◆ The problem:
What is needed here is an exact copy of every record below.

◆ Natural language region descriptions:

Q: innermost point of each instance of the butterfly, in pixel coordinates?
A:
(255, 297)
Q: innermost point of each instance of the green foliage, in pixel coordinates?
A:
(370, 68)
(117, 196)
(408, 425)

◆ Task answer:
Q: innermost point of each instance of the butterfly, in pixel coordinates?
A:
(255, 297)
Q: innermost point of each instance of the green foliage, in pixel coordinates?
A:
(370, 68)
(117, 196)
(408, 425)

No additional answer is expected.